── Supplied text ──
The Story: Rented a car at EWR, to visit my dear 95-year-old Mother. Despite my best efforts wound up transiting an unmanned toll plaza. Over a month later I noticed a credit card charge of $25 from the rental car company. As this seemed a little steep, I disputed the charge and won.
Note: I have disputed every unreasonable credit card toll charge and have never lost.
7. Document existing damage to the car and take photos/video of the car prior to leaving the rental car lot. This can be invaluable when returning the car and having to prove you did not cause the damage.
Note: Also immediately take a photo of your Rental Contract (in case you forget to take it out of the glove box when you return the car).
-The Story: Rented a car in Marrakesh and returned it in Rabat. When I returned it, the "agent" claimed the left front blinker was damaged. Fortunately, I had a photo showing the damage was pre-existing, otherwise, this could have been problematic (it didn't help that he didn't parle anglais and I didn't parler français ou arabe).
8. Take a photo of the gas gauge after returning the car (and when picking it up, if the tank is not full*).
───
> _Exercises_:
**1)** In the rental car tips, which part of the car did the agent in Rabat claim was damaged?
**2)** Reproduce the rental car tips word for word from "7. Document existing" to "français ou arabe).".
── Data excerpts ──
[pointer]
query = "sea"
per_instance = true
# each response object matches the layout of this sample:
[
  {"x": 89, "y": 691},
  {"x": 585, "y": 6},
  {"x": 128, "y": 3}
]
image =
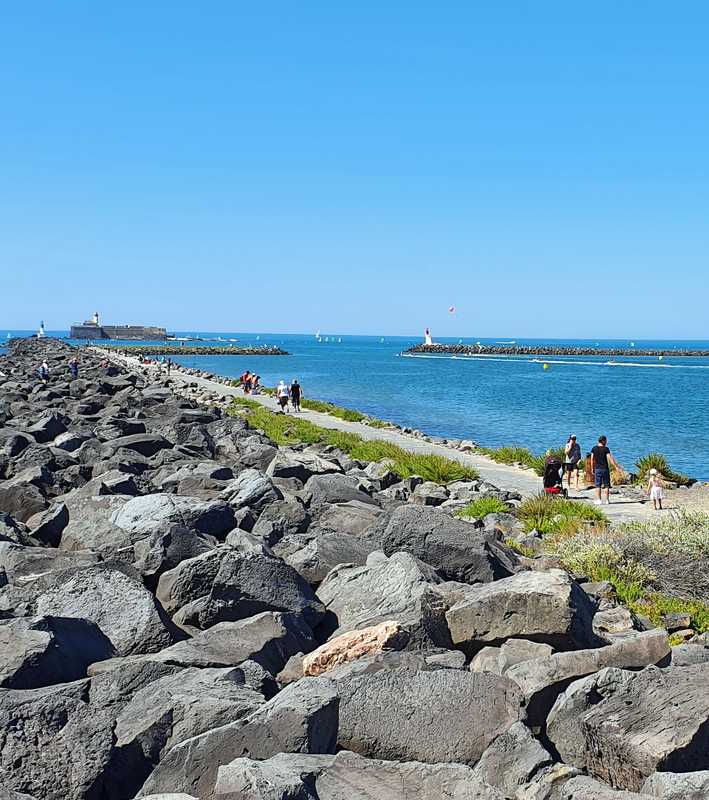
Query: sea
[{"x": 640, "y": 404}]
───
> _Solutions by task_:
**1)** The left front blinker.

**2)**
7. Document existing damage to the car and take photos/video of the car prior to leaving the rental car lot. This can be invaluable when returning the car and having to prove you did not cause the damage.
Note: Also immediately take a photo of your Rental Contract (in case you forget to take it out of the glove box when you return the car).
-The Story: Rented a car in Marrakesh and returned it in Rabat. When I returned it, the "agent" claimed the left front blinker was damaged. Fortunately, I had a photo showing the damage was pre-existing, otherwise, this could have been problematic (it didn't help that he didn't parle anglais and I didn't parler français ou arabe).